## [Given problem 1]
In the passage on Srinagar and Jammu, who built the surrounding wall of the Hari-Parbat fort, and in what year?
## [Given problem 2]
List every public building that the passage on Srinagar and Jammu names in its opening list of the city's few public buildings.
## [Given problem 3]
Carry on the passage on Srinagar and Jammu from its final sentence.

## [Excerpted text]
The public buildings were few. There was the Baradari palace, the fort, a gun factory, a dispensary, a school, and a mint. There were ancient mosques, temples and cemeteries. The streets were “generally narrow” and “very dirty and unfit to be visited by ladies”. And yet, surrounding this unglamorous reality was a city of genuine antiquity and beauty. The Takht-i-Suleman overlooked the city from a hill. On its summit stood a stone temple that Hindus called Shankhr Acharya, built, the census noted, by Jaloka, a Buddhist, son of the emperor Asoka, around 220 BC. The Hari-Parbat fort on its isolated hill, 250 feet high, has its surrounding wall built by Akbar in 1590 at a cost of a million pounds sterling. The Shergarhi within the city, 400 yards long by 200 wide, its walls 22 feet high, containing the state apartments, government offices and barracks.

Then there was the Dal Lake, “the city lake of Kashmir, which has been sung by Thomas Moore in Lalla Rookh”. The Shalimar Bagh, laid out by the Mughal emperor Jahangir, where Moore had set his poem. The Nasim Bagh, or garden of bliss, was first planned by Akbar. Around the city’s outskirts, large mansions of great shawl merchants and bankers, exhibiting “beautiful specimens of trellised wood-work.” The Maharaj Ganj bazaar, recently built for the convenience of visitors, where “all the manufactures peculiar to Kashmir can be readily obtained.” A large population of shawl weavers with their complement of dyers, washers and brokers. Silver workers. Papier-mâché painters.
The Juma Masjid, described in detail as “a very large four-sided building, with an open square in the centre and a wooden steeple in the middle of each side, the roof of the surrounding cloister supported by wooden pillars, each formed of a single deodar tree about 30 feet high.”
Srinagar was, and knew itself to be, a Muslim city in every texture of its daily life, its markets, its craftsmen, its architecture, its streets. The census numbers confirm what the description implies: of Srinagar’s 1,18,960 people, 92,575 were Muslim. That is 77.8 per cent. The Hindu population of the state’s largest and most celebrated city was 26,069 (under 22 per cent).
Jammu, by contrast, was the seat of power. The palace and the town stood on the right bank of the Tawi River. The fort overhung the left bank at an elevation of 150 feet above the stream. It was, the census stated, “the seat of the Government” and “the largest city in the province.” It was also, by the numbers, a Hindu-majority city, the only significant settlement in the entire state where Hindus outnumbered Muslims. Of its 34,542 people, 22,355 were Hindu and 11,601 were Muslim: 64.7 per cent Hindu, 33.6 per cent Muslim. This was not an accident of demography. It was the geography of power. The Hindu concentration in Jammu town was the concentration of a ruling apparatus, officials, soldiers, priests, and merchants.

## [Record set]
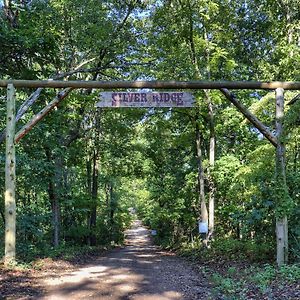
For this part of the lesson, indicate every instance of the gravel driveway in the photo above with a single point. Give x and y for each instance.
(139, 271)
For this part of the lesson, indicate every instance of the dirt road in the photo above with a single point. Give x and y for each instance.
(139, 271)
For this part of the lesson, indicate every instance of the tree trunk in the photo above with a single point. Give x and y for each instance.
(281, 222)
(94, 196)
(10, 179)
(203, 208)
(55, 207)
(212, 145)
(54, 200)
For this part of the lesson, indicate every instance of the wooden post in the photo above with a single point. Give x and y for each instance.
(281, 223)
(10, 179)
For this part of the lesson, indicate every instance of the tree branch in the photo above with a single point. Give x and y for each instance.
(252, 118)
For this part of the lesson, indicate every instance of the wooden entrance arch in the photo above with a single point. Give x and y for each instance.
(12, 137)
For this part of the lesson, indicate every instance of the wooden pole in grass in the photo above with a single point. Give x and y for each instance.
(10, 179)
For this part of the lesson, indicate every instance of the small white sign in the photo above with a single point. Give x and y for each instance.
(143, 99)
(203, 227)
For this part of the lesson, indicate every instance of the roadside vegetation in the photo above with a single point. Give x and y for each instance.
(82, 173)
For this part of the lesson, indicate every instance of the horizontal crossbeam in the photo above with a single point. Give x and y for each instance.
(152, 84)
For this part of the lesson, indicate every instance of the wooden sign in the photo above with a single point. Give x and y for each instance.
(143, 99)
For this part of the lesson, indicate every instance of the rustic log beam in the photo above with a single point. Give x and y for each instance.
(252, 118)
(39, 116)
(153, 84)
(10, 179)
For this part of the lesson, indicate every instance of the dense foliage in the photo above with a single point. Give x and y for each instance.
(81, 170)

## [Response 1]
Akbar built it in 1590.

## [Response 2]
The Baradari palace, the fort, a gun factory, a dispensary, a school, and a mint.

## [Response 3]
Step outside Jammu town into the surrounding Jammu Division, into Bhimbar, Reasi, Punch, Udhampore, Ranbir Singhpora, and the arithmetic reversed entirely. The Jammu Division as a whole was 55.5 per cent Muslim and 44.3 per cent Hindu. The Dogra heartland, the home territory of the ruling family, was a Muslim-majority region. Only the capital city was Hindu, but the land surrounding it was not.

The Home
The Kashmir State had 4,47,993 occupied houses. Of these, only 36,252 (8.1 per cent) were in its eight towns. The remaining 4,11,741 houses, nine-tenths of the state’s entire housing stock, were spread across 8,411 villages. The village, the census noted bluntly, was “one made for fiscal purposes without any reference to collocation”.
In the Jammu Division, the average village had 58 houses. In the Kashmir Valley, the average fell to 33. In Gilgit, where the terrain was harshest and the population thinnest, the average was only 21 houses per village. Skardu presented the most striking anomaly of all: its 243 villages averaged 129 houses each, the highest in the state, but only 3 persons per house, the lowest anywhere.
At the other extreme, the Kashmir Valley was the most densely housed. In Khas, the central district around Srinagar, each house averaged 7 persons. So was Kamraj and Muzafferabad. The census recorded Srinagar’s 1,18,960 people in 22,448 houses, an average of 5 per house for the city.
In Jammu Division, the average was consistently 5 persons per house across most sub-divisions, rising to 6 in Udhampore and 7 in the Punch Jagir. Jammu town had only 6,194 houses in which 34542 people lived.
The Arithmetic of Faith
The census is precise about religion. On the night of the enumeration, every person in the Kashmir State was placed into one of seven categories: Hindu, Jain, Sikh, Mohamedan, Buddhist, Christian or Parsi. There were, Pandit noted with the thoroughness of a man who had checked, “no Jews on the night of the Census.”
Of 25,43,952 people counted, 17,93,710 were Muslim (70.5 per cent). Hindus numbered 6,91, 800 (27.7 per cent). Buddhists numbered 29,608 (1.2 per cent), found almost entirely in Ladakh. Christians were 218. Parsis were 9. Sikhs numbered 11,399, confined entirely to Jammu (5926) and Kashmir (5473). Jains were 593, every one of them in Jammu Division, almost certainly the small merchant community of Jammu city.

These numbers, on their own, are striking enough. Kashmir state was seven-tenths Muslim. But the aggregate conceals more than it reveals. The provincial breakdowns are where the story truly comes to life.
In the Kashmir Division, 8,83,099 (93.1 per cent) of 9,49,041 people were Muslim. The Hindu population was 60,316 (6.4 per cent). It gave the State the officials to rule.
In the Jammu Division, 7,97,459 (55.5 per cent) of 14,39,543 people were Muslim. The Hindu population was 6,31,225, or 44.3 per cent. Muslims were the majority. The only place where Hindus outnumbered Muslims was the town of Jammu.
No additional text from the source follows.